---------- TEXTAUSZUG

Ihr Vater starb früh, Ihr Bruder beging Selbstmord.
Beides hat mein Leben auf den Kopf gestellt. Ich begann mich dafür zu interessieren, was das Leben ausmacht. Genauer gesagt: das Überleben. Warum überleben manche Menschen und andere nicht? Ich habe Survival-Kurse in der Wildnis gemacht. Ich habe die High School abgebrochen, um durch Afrika zu reisen und lag dort eine Weile mit Malaria in Kenia im Krankenhaus – keine angenehme Erfahrung.
Nach dem Tod Ihres Bruders kehrten Sie mit einer Videokamera und einem gefälschten Presseausweis nach Afrika zurück, nach Somalia. Was hofften Sie, dort zu finden?

--------------------

### ZU ERLEDIGEN
**a)** In welchem Land lag die befragte Person laut dem Textauszug mit Malaria im Krankenhaus?
**b)** Setze den Interviewauszug über das Überleben nach seinem letzten Satz fort.

---------- VORLIEGENDE ANGABEN

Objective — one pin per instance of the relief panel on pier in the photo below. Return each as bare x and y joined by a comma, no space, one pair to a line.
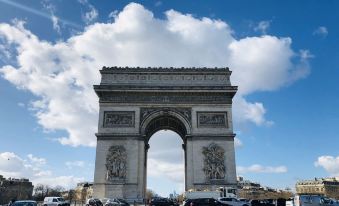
119,119
212,119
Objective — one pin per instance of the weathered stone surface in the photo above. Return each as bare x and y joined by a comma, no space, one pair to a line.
136,102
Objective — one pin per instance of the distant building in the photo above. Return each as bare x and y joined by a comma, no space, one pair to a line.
83,191
253,190
12,188
319,186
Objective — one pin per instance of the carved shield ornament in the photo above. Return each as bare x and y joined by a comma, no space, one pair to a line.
116,162
214,167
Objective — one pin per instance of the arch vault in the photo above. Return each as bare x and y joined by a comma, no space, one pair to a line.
135,103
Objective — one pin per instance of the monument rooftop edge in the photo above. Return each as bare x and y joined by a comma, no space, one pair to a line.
127,69
191,78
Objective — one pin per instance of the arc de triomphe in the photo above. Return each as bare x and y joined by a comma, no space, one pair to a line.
135,103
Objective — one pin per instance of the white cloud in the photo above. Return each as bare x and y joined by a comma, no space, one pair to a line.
54,72
51,10
36,160
55,21
256,168
262,26
329,163
20,104
12,165
321,31
73,164
91,15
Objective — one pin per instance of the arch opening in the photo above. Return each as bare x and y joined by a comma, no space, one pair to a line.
165,122
165,163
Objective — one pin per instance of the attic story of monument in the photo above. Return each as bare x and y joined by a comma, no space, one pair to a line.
135,103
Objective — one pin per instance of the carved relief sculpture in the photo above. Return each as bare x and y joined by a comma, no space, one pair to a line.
214,167
118,119
212,119
116,162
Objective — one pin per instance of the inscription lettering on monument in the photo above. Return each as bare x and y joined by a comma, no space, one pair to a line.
116,162
119,119
212,119
214,167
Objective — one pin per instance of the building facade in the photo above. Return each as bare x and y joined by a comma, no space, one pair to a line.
11,188
135,103
319,186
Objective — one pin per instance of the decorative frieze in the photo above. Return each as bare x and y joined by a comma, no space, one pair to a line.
214,166
119,119
212,119
116,163
169,98
146,112
163,79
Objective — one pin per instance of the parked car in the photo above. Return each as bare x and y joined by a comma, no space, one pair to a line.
93,202
233,201
162,202
25,203
204,202
123,202
313,200
55,201
112,202
261,203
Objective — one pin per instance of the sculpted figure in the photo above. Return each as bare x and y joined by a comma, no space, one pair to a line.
214,167
116,163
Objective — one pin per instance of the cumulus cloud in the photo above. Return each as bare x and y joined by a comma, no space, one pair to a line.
51,10
91,15
32,167
61,74
36,160
329,163
262,26
256,168
321,31
73,164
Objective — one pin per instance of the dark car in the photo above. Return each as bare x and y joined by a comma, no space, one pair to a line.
162,202
123,202
25,203
204,202
93,202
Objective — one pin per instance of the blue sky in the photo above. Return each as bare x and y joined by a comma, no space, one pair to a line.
284,57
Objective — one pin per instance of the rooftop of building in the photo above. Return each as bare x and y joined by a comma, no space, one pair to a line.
165,69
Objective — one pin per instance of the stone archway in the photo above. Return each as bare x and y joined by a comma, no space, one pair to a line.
137,102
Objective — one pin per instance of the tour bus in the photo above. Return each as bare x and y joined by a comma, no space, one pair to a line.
313,200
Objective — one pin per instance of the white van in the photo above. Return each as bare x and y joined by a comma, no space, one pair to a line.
55,201
313,200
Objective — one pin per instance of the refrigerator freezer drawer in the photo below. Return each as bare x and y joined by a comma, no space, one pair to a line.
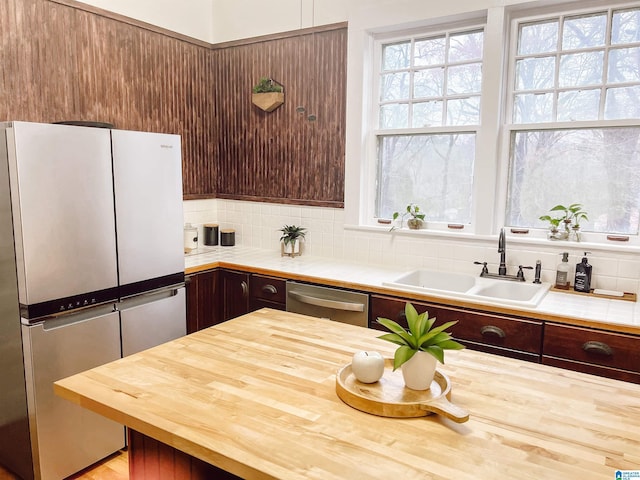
66,437
151,319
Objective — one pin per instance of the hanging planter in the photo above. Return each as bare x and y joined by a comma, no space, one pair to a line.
267,95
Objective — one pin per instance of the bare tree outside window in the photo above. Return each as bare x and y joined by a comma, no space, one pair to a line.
427,83
568,69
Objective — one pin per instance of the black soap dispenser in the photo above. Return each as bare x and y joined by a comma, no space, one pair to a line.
583,276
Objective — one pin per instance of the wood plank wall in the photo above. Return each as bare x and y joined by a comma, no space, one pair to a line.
63,60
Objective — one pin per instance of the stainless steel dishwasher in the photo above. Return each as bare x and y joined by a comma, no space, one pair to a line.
335,304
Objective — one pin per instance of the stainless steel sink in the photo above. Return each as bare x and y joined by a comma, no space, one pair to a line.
469,287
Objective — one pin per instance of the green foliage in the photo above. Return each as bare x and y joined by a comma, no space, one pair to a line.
290,233
571,214
266,85
421,336
412,210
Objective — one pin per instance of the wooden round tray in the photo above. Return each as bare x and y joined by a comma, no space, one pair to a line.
388,397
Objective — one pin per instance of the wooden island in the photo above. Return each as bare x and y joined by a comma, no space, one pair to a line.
255,396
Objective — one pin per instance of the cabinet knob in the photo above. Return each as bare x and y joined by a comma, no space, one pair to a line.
493,330
270,289
597,347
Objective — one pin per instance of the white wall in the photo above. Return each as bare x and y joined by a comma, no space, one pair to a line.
188,17
217,21
250,18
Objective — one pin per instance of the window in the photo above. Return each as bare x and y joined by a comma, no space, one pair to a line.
575,119
495,116
428,113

--------------------

### ERGEBNISSE JE AUFGABE
**a)** In Kenia.

**b)**
Ich wollte an Orten sein, wo die Frage nach Leben oder Tod stärker im Vordergrund steht als in der zivilisierten Welt von Manhattan. Ich fühlte mich wohler, wenn die Leute ganz normal über den täglichen Überlebenskampf redeten, der ihr Alltag war. In den Vereinigten Staaten spricht niemand über den Tod. Deshalb fiel es mir schwer, dort zu leben, zu funktionieren. Mich zog es in Konfliktregionen – nach Somalia, später Ruanda, Bosnien oder das vom Tsunami verwüstete Sri Lanka. Die Suche nach dem Schrecken war immer eine große Motivation für mich, Journalist zu werden.
Sie sind mit Larry King das bekannteste Gesicht von CNN – ohne jede journalistische Ausbildung. Sind Journalistenschulen, journalistische Universitätsstudiengänge überbewertet?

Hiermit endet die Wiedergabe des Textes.